[THE INPUT]
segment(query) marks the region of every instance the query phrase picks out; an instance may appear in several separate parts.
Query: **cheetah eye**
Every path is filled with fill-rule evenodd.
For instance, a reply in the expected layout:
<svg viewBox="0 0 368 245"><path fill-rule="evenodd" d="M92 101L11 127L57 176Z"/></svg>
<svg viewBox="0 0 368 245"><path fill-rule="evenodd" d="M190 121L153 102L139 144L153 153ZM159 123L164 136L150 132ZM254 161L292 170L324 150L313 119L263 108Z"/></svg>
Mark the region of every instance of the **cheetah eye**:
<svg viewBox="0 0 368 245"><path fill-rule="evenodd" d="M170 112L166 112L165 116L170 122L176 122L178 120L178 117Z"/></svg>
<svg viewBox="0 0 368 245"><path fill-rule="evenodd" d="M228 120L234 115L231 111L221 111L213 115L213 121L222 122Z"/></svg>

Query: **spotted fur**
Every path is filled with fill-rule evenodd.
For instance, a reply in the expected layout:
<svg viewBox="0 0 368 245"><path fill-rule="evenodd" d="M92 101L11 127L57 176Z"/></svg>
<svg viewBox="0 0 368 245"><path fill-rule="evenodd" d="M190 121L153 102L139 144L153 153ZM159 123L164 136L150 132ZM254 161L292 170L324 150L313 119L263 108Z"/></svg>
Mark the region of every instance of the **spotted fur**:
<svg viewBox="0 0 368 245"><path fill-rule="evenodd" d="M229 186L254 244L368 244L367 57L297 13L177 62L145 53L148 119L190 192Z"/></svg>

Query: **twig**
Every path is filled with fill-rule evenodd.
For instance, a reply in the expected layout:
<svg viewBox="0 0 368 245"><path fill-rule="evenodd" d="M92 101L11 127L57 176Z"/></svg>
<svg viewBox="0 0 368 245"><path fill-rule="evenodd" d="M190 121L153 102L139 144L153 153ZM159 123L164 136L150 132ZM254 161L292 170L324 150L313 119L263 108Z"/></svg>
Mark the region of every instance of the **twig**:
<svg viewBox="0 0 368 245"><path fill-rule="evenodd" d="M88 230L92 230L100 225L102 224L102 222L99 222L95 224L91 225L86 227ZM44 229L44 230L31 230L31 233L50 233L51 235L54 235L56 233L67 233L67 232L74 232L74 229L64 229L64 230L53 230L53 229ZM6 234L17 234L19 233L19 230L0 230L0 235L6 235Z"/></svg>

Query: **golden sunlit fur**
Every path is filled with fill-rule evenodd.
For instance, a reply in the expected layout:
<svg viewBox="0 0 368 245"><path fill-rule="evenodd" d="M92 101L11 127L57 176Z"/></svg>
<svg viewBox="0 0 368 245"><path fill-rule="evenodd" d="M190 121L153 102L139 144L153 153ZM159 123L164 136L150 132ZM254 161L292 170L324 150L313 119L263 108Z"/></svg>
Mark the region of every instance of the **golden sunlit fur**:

[WHAT THE TASK REQUIRES]
Turn every line of the entries above into one numbered list, skipping the blank lines.

[TASK RESULT]
1. segment(query) marks the region of every instance the query phrase picks out; an instance may appear in several separate parts.
2. Query: **cheetah eye**
3. Every path is filled with fill-rule evenodd.
4. For instance, a reply in the expected layout:
5. <svg viewBox="0 0 368 245"><path fill-rule="evenodd" d="M92 101L11 127L57 176Z"/></svg>
6. <svg viewBox="0 0 368 245"><path fill-rule="evenodd" d="M190 121L153 102L139 144L153 153ZM159 123L164 136L150 132ZM254 161L292 170L324 150L313 119L263 108Z"/></svg>
7. Mark the region of every instance of the **cheetah eye**:
8. <svg viewBox="0 0 368 245"><path fill-rule="evenodd" d="M170 112L166 112L165 116L170 122L176 122L178 120L178 117Z"/></svg>
9. <svg viewBox="0 0 368 245"><path fill-rule="evenodd" d="M228 120L234 115L231 111L221 111L213 115L213 121L222 122Z"/></svg>
10. Query: **spotted fur**
11. Every path is filled with fill-rule evenodd.
12. For instance, a reply in the expected layout:
13. <svg viewBox="0 0 368 245"><path fill-rule="evenodd" d="M92 101L11 127L57 176Z"/></svg>
14. <svg viewBox="0 0 368 245"><path fill-rule="evenodd" d="M190 121L153 102L139 144L153 153ZM159 123L164 136L150 132ZM254 161L292 170L324 150L313 119L263 108Z"/></svg>
15. Mark the region of every instance of the **spotted fur**:
16. <svg viewBox="0 0 368 245"><path fill-rule="evenodd" d="M229 186L254 244L368 244L367 57L297 13L177 62L145 53L148 119L190 192Z"/></svg>
17. Query: **twig**
18. Every path is filled with fill-rule evenodd.
19. For instance, a reply in the expected layout:
20. <svg viewBox="0 0 368 245"><path fill-rule="evenodd" d="M92 101L11 127L57 176Z"/></svg>
21. <svg viewBox="0 0 368 245"><path fill-rule="evenodd" d="M190 121L153 102L139 144L153 153ZM159 123L164 136L150 132ZM254 161L292 170L324 150L313 119L263 108Z"/></svg>
22. Mark the region of every instance of the **twig**:
23. <svg viewBox="0 0 368 245"><path fill-rule="evenodd" d="M88 230L92 230L100 225L102 224L102 222L99 222L95 224L91 225L86 227ZM44 229L44 230L31 230L31 233L50 233L51 235L54 235L56 233L67 233L67 232L74 232L74 229L64 229L64 230L53 230L53 229ZM6 234L17 234L19 233L19 230L0 230L0 235L6 235Z"/></svg>
24. Query: **golden sunlit fur**
25. Every path is filled with fill-rule evenodd.
26. For instance, a reply in the expected layout:
27. <svg viewBox="0 0 368 245"><path fill-rule="evenodd" d="M92 101L11 127L57 176Z"/></svg>
28. <svg viewBox="0 0 368 245"><path fill-rule="evenodd" d="M190 121L153 102L139 144L153 153ZM159 123L164 136L150 132ZM254 161L292 170L324 150L313 119L263 108Z"/></svg>
29. Mark the region of every instance of the **golden sunlit fur**:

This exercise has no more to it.